Exercise instructions.
A: In the knee ligament study excerpt, by how much did inducible medial compartment opening increase after the psMCL injury in protocol 2?
B: Using the knee ligament study excerpt, explain in one to three sentences why some kinematic data points are missing in protocol 1.
C: Continue the knee ligament study excerpt from its final line.

The inducible medial compartment opening increased by 2 ± 0.1 mm and 1.9 ± 0.2 mm after the psMCL injury in protocols 1 and 2, respectively. Two specimens exceeded the range limit of the joint motion simulator in protocol 1, which resulted in missing kinematic data points (14 of 320 in these cutting states). In the results below, the differences in kinematics are always compared with the previous state, except when stated otherwise.

Anteromedial Rotation

In protocol 1, only the psMCL injury caused a significant increase in AMR at 30° of knee flexion (Δ2.7°± 0.5°, P = .010).

In an ACL-intact knee, AMR increased significantly with subsequent progressive release of the medial structures (dMCL and then psMCL, followed by complete sMCL), except for the dMCL in extension. Finally, cutting the ACL led to a significant decrease of AMR in 60° and 90° of flexion (Δ4.7°± 0.9°, P = .006, and Δ5.0°± 0.7°, P = .001, respectively). The results for AMR are reported in Figure 2.

Figure 2.

(Collected data entries)
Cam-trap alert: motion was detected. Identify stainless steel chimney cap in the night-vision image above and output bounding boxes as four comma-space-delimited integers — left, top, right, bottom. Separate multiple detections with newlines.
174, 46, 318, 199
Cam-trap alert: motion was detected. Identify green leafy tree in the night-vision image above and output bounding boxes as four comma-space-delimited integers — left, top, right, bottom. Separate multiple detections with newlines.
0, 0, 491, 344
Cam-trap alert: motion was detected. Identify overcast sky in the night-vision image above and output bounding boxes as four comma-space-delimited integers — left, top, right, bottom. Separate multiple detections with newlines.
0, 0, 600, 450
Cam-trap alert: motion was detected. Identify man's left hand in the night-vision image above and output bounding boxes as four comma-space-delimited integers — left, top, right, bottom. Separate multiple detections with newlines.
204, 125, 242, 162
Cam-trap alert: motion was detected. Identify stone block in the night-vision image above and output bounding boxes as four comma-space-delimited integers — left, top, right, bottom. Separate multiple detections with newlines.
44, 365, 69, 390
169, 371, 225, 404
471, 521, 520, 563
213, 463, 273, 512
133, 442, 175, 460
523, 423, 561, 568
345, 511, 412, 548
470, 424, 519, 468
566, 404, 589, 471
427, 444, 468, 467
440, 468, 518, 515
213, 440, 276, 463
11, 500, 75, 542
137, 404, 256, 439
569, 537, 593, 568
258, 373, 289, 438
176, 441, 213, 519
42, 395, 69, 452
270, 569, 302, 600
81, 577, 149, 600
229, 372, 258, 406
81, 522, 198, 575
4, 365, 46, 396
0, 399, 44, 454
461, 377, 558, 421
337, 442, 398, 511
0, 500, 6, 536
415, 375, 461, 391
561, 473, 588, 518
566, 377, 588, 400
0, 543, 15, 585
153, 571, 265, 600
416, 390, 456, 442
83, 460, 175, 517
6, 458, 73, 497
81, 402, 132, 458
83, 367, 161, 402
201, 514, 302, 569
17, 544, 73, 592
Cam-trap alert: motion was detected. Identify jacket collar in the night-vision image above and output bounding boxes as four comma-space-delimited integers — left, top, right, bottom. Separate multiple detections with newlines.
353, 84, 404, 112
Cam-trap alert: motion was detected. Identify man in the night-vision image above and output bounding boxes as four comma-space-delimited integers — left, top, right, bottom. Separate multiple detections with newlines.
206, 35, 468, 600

Written answers.
A: It increased by 1.9 ± 0.2 mm.

B: In protocol 1, two specimens exceeded the range limit of the joint motion simulator. As a result, 14 of 320 kinematic data points in those cutting states are missing.

C:
Anteromedial rotation (AMR) for each flexion angle in all knee states for protocols 1 and 2. Results are given in degrees as mean ± SD. *Statistically significant differences compared with the previous states as well as with the intact state. ACL, anterior cruciate ligament; dMCL, deep medial collateral ligament; psMCL, partial superficial medial collateral ligament; sMCL, superficial medial collateral ligament.

Anteromedial Translation

The largest increases in AMT were seen after the ACL was cut in both protocols. In protocol 1, dMCL sectioning caused a significant increase in AMT at 0° and 30° of knee flexion (Δ0.7 ± 0.1 mm, P = .001, and Δ1.7 ± 0.4 mm, P = .036, respectively). At 30° to 90° of knee flexion, the ACL, dMCL, psMCL, and sMCL cutting states differed significantly from the intact state (P < .05).

In an ACL-intact knee, AMT increased significantly after the psMCL injury at all knee flexion angles (0°, Δ0.2 ± 0.05 mm, P = .015; 30°, Δ0.7 ± 0.1 mm, P = .006; 60°, Δ1.0 ± 0.2 mm, P = .008; and 90°, Δ1.0 ± 0.2 mm, P = .022). The results for AMT are reported in Figure 3.

Figure 3.

Anteromedial translation (AMT) for each flexion angle in all knee states for protocols 1 and 2. Results are given in millimeters as mean ± SD. *Statistically significant differences compared with the previous states as well as the intact state. ACL, anterior cruciate ligament; dMCL, deep medial collateral ligament; psMCL, partial superficial medial collateral ligament; sMCL, superficial medial collateral ligament.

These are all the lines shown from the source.